**TÂCHE:**
Décalez les coordonnées des réponses en ajoutant 138 à chaque nombre. Recopiez toutes les lignes des enregistrements ci-dessous, consignes comprises, en commençant à la ligne qui contient « For practice, label the person » et en allant jusqu'à la fin des enregistrements, les deux bornes incluses.

################

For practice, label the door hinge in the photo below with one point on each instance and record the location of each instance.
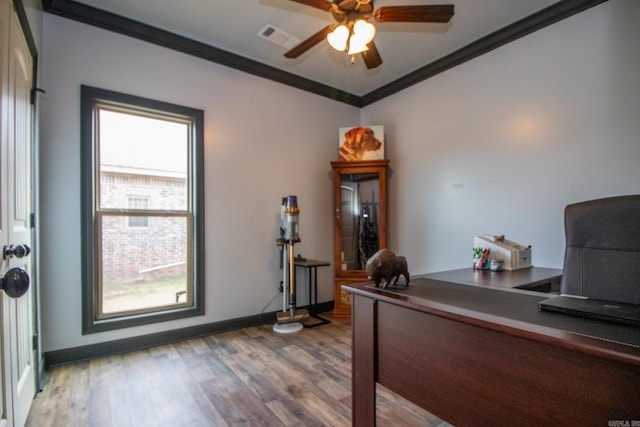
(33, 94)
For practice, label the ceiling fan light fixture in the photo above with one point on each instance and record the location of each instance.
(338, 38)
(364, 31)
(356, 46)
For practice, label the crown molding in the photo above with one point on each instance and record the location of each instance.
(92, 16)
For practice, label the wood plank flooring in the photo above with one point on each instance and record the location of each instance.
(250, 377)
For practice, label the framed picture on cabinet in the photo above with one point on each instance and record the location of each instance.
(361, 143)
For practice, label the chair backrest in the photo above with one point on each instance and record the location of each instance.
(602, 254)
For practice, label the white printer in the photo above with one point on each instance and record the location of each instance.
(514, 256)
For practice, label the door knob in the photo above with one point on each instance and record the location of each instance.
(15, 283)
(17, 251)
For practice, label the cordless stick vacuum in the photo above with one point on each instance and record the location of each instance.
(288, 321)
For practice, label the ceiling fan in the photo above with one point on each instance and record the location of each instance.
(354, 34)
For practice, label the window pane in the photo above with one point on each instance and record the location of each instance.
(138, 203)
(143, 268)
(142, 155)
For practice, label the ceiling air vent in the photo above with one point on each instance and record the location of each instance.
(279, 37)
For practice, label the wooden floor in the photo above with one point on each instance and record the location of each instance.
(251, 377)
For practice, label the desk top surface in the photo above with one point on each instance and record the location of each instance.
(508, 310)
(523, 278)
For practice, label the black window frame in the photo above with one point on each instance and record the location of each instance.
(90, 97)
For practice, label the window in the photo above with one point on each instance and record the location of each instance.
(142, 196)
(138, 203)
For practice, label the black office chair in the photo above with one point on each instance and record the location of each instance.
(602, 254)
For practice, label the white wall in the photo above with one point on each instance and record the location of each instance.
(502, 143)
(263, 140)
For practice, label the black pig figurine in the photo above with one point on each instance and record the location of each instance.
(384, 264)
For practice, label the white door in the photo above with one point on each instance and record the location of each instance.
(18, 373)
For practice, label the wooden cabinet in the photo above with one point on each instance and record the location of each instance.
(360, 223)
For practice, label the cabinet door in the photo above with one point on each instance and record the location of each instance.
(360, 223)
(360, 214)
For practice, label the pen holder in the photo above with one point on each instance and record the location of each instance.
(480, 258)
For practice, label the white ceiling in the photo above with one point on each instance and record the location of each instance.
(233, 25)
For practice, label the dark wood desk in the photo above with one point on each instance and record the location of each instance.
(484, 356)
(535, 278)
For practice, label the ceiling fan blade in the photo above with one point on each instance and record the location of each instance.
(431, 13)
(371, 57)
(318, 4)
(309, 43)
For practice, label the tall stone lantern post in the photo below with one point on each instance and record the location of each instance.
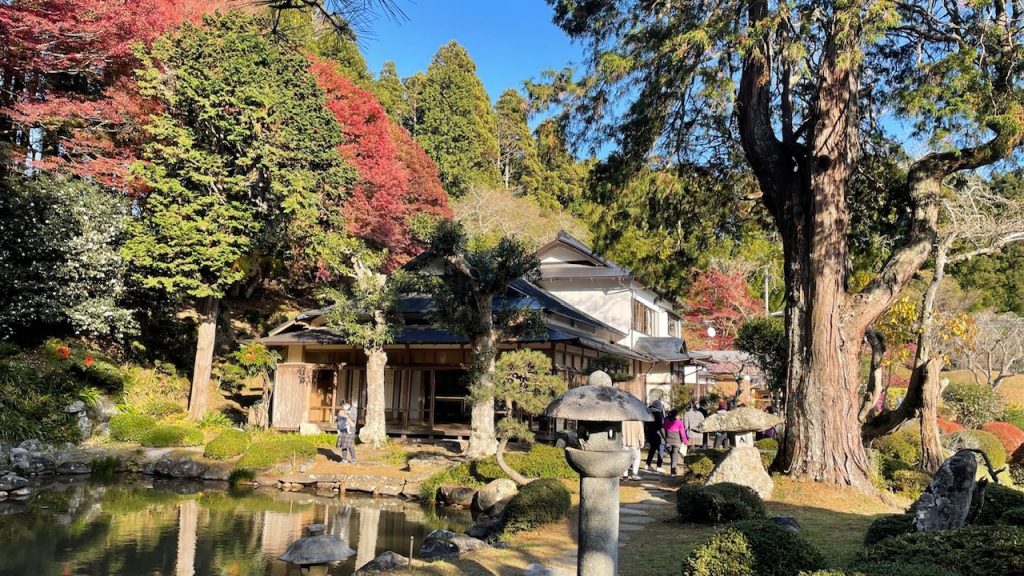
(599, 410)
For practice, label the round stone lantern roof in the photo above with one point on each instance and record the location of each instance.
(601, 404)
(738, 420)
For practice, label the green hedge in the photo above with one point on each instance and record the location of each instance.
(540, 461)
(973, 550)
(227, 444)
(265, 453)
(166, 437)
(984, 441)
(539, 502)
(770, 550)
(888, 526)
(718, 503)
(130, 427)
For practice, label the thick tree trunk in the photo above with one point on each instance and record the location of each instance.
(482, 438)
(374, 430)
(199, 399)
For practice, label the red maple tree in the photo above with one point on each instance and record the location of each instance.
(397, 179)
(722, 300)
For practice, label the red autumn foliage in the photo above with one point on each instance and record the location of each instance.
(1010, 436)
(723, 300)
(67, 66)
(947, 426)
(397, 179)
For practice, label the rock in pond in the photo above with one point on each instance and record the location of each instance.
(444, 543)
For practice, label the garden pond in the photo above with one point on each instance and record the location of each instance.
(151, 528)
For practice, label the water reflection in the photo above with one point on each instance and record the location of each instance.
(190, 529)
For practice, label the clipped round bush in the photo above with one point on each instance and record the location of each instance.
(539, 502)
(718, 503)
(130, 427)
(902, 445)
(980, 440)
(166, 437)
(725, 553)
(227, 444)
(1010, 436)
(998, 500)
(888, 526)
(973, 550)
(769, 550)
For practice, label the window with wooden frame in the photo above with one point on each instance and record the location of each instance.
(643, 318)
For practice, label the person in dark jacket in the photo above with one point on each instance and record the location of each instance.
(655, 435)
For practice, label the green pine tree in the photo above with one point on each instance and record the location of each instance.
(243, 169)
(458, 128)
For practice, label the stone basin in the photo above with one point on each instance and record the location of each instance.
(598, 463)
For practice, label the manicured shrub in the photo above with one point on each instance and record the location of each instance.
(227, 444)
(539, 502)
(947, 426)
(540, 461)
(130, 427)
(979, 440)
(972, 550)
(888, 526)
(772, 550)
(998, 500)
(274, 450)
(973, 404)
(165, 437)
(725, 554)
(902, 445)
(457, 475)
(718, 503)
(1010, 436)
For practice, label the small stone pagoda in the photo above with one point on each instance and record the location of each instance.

################

**RÉSULTAT FINAL:**
For practice, label the person in dark jacket in the photo above with one point on each instance and record the location of each instance.
(793, 573)
For practice, label the green pine tree in the photo above with one point on each instance and record the location of each instance.
(381, 307)
(596, 266)
For practice, label the stone basin in the photo above with one point on each instance and record the location of each instance.
(736, 601)
For practice, label the manicured shrub in the photo above with one point on each instance and record the location of each instance.
(365, 582)
(677, 640)
(1085, 564)
(678, 599)
(268, 565)
(1117, 578)
(1110, 688)
(1026, 664)
(910, 688)
(1136, 638)
(412, 588)
(1111, 542)
(303, 575)
(863, 692)
(1040, 583)
(595, 613)
(856, 641)
(1148, 574)
For practice, label the small stone pagoda in the photo above with one point on each instance and record the location of each instance.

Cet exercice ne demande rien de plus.